> [CONSIGNE 1]: Relevez tous les noms de lieux géographiques cités dans l'anecdote sur Mgr Lavigerie.
> [CONSIGNE 2]: Dans l'anecdote sur Mgr Lavigerie, qu'est-ce qui fait dire au prêtre que son interlocuteur est missionnaire ?

> [EXTRAIT PRÉSENTÉ]:
____
On raconte aussi cette anecdote : Mgr Lavigerie, alors depuis longtemps archevêque d’Alger, se promenait un jour sur le quai d’une gare en France, sans aucun signe apparent de sa dignité. Un prêtre qui, comme lui attendait le départ du train, l’aborda et lui demanda : « Pardon, mon père, vous êtes missionnaire, n’est-ce pas ? Cela se voit à votre barbe. Hé oui, Monsieur l’abbé, je suis missionnaire, dit le cardinal. – Le prêtre reprit : « où donc êtes-vous missionnaire, si ce n’est pas indiscret ? Non, ce n’est pas indiscret, dit le cardinal, je suis en Algérie. – Le prêtre lui dit : Ah, vous êtes en Algérie ! Alors vous devez connaître notre ancien évêque, Mgr Lavigerie, car moi je suis de Nancy ? Mgr Lavigerie dit : Si je le connais, bien sûr que je le connais : je le vois de temps en temps ! Et le prêtre continue : « Est-il toujours aussi peu commode ? » « Ah, Monsieur l’abbé, dit le cardinal, il est pire que jamais, maintenant que le soleil d’Afrique lui a donné sur la tête ! »
____
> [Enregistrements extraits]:

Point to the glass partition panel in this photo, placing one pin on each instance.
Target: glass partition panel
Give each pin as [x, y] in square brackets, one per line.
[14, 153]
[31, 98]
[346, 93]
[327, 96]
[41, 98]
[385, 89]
____
> [RÉPONSE ATTENDUE 1]: Alger, France, Algérie, Nancy, Afrique.

> [RÉPONSE ATTENDUE 2]: Le prêtre le devine à sa barbe : « Cela se voit à votre barbe. »